## Material to process

--------------------

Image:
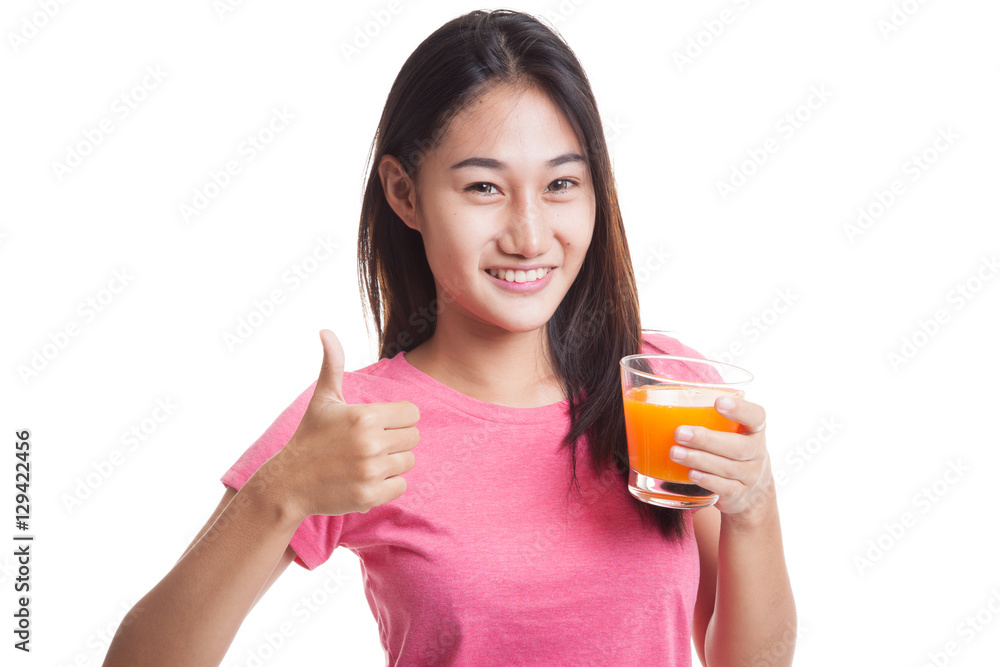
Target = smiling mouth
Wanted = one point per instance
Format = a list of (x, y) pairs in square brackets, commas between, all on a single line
[(512, 276)]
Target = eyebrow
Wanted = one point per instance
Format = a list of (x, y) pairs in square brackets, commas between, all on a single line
[(490, 163)]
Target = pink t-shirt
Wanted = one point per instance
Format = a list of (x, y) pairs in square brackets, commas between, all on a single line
[(486, 559)]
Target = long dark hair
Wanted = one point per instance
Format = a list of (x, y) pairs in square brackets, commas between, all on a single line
[(598, 321)]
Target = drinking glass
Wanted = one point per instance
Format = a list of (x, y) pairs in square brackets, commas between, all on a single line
[(661, 392)]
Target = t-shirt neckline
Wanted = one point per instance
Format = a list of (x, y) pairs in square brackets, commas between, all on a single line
[(482, 409)]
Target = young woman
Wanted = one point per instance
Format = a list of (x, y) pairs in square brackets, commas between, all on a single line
[(494, 258)]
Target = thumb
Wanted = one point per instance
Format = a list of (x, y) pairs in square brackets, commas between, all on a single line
[(331, 375)]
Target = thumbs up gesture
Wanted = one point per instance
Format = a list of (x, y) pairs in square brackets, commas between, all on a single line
[(344, 458)]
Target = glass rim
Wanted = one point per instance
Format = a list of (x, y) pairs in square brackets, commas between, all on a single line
[(692, 383)]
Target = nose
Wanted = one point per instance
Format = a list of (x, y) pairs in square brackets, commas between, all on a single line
[(526, 230)]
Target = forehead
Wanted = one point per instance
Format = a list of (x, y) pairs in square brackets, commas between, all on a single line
[(507, 122)]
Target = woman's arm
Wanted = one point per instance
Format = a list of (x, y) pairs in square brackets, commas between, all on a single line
[(192, 615), (745, 614)]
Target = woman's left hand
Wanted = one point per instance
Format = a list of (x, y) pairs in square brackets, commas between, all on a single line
[(734, 465)]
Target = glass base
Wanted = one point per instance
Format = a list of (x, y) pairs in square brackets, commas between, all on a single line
[(669, 494)]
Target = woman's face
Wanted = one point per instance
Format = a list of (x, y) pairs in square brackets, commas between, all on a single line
[(508, 188)]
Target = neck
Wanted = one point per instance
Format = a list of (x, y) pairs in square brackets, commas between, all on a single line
[(489, 364)]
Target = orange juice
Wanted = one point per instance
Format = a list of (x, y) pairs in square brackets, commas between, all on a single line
[(653, 413)]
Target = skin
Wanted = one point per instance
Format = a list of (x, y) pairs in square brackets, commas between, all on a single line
[(348, 458), (490, 344)]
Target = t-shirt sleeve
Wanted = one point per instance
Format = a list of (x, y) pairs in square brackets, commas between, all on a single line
[(318, 535)]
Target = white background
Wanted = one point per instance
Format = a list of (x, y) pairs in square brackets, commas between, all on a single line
[(869, 588)]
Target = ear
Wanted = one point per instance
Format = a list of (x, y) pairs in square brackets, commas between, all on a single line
[(399, 189)]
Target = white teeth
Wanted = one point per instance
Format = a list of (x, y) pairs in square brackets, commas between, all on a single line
[(512, 276)]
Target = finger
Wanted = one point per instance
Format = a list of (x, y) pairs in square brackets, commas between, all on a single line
[(735, 446), (399, 463), (724, 486), (330, 385), (399, 414), (750, 415), (399, 439), (713, 464)]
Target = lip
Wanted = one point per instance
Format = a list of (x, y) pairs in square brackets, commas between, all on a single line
[(533, 286)]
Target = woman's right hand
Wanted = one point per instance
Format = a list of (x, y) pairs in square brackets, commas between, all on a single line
[(342, 458)]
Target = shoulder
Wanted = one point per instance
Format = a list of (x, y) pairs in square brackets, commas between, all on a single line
[(658, 343), (377, 382)]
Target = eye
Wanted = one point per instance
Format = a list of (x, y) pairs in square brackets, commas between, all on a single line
[(568, 184), (477, 188)]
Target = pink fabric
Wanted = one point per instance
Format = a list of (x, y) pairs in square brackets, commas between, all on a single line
[(486, 559)]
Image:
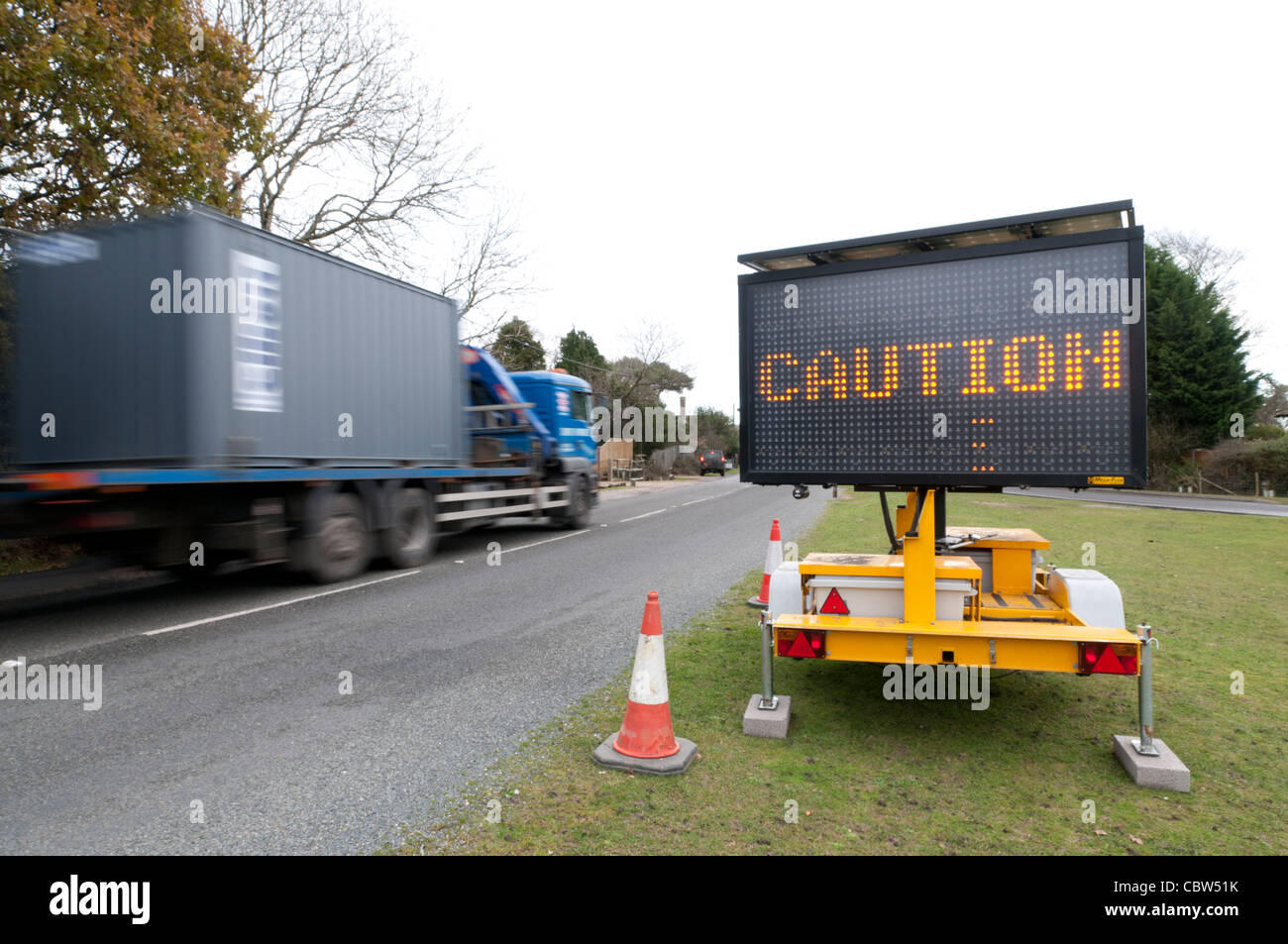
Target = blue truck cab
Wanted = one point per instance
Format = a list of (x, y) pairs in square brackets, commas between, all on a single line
[(540, 419), (563, 402)]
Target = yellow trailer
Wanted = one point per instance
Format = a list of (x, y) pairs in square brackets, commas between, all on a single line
[(1020, 617)]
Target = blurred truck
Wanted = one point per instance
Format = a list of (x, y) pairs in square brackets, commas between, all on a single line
[(192, 390)]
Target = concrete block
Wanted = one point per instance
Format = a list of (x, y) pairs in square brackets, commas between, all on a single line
[(1163, 772), (767, 724), (675, 764)]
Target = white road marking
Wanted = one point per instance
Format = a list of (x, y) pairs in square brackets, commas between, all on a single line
[(709, 497), (536, 544), (643, 515), (275, 605)]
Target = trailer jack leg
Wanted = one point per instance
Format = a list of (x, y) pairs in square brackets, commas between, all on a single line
[(767, 715), (1144, 745), (1149, 762)]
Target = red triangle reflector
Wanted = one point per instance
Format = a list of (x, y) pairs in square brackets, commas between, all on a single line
[(835, 604), (800, 648)]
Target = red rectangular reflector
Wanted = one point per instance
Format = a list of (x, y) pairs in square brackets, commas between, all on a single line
[(1108, 659), (805, 644)]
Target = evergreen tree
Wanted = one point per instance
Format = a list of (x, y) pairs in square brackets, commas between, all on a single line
[(579, 355), (1198, 372), (516, 348)]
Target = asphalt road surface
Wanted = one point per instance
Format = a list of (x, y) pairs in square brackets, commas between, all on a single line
[(228, 694), (1164, 500)]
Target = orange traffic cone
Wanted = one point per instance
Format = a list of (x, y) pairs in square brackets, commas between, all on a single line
[(647, 742), (773, 558)]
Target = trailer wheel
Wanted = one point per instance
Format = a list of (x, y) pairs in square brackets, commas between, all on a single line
[(579, 505), (340, 549), (410, 537)]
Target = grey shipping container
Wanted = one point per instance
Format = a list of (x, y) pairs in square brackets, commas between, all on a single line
[(193, 339)]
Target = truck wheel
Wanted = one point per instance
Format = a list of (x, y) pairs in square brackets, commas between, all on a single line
[(579, 505), (410, 537), (342, 546)]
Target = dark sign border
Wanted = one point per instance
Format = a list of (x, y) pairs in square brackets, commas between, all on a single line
[(1133, 478)]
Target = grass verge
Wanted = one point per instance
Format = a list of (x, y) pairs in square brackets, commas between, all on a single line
[(874, 777)]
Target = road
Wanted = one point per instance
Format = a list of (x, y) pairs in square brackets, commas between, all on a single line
[(228, 694), (1162, 500)]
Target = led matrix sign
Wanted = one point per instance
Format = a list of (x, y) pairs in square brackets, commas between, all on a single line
[(1017, 362)]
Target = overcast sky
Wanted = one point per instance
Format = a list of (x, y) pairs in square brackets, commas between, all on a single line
[(648, 145)]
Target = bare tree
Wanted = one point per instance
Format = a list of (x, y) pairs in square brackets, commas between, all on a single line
[(1210, 264), (360, 157), (484, 274)]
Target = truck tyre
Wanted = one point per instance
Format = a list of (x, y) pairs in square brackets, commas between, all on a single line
[(410, 537), (340, 548), (579, 504)]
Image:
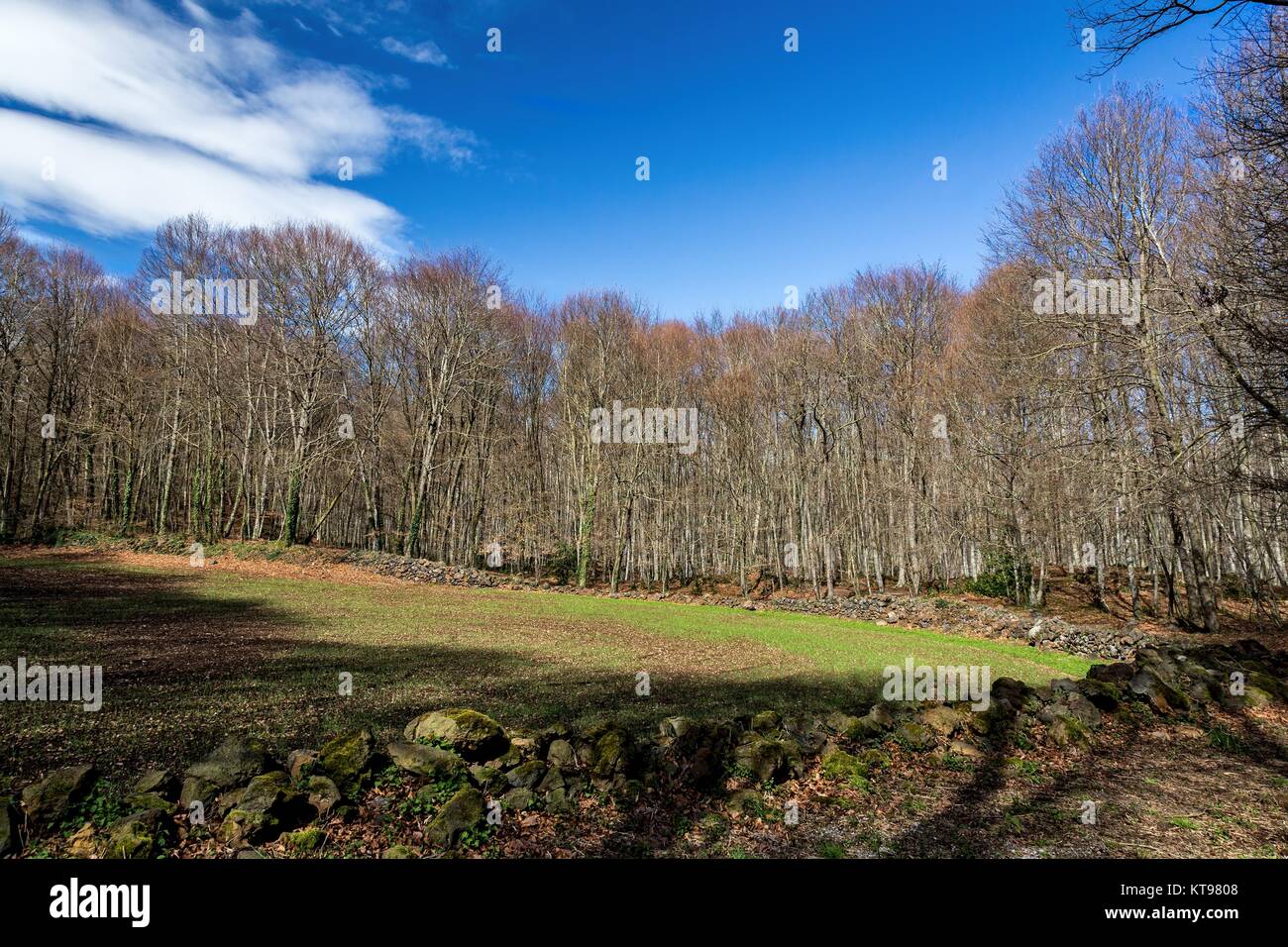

--------------------

Each line of the data that holds "pink" should be copied.

## Solution to the exercise
Target = pink t-shirt
Target = pink fabric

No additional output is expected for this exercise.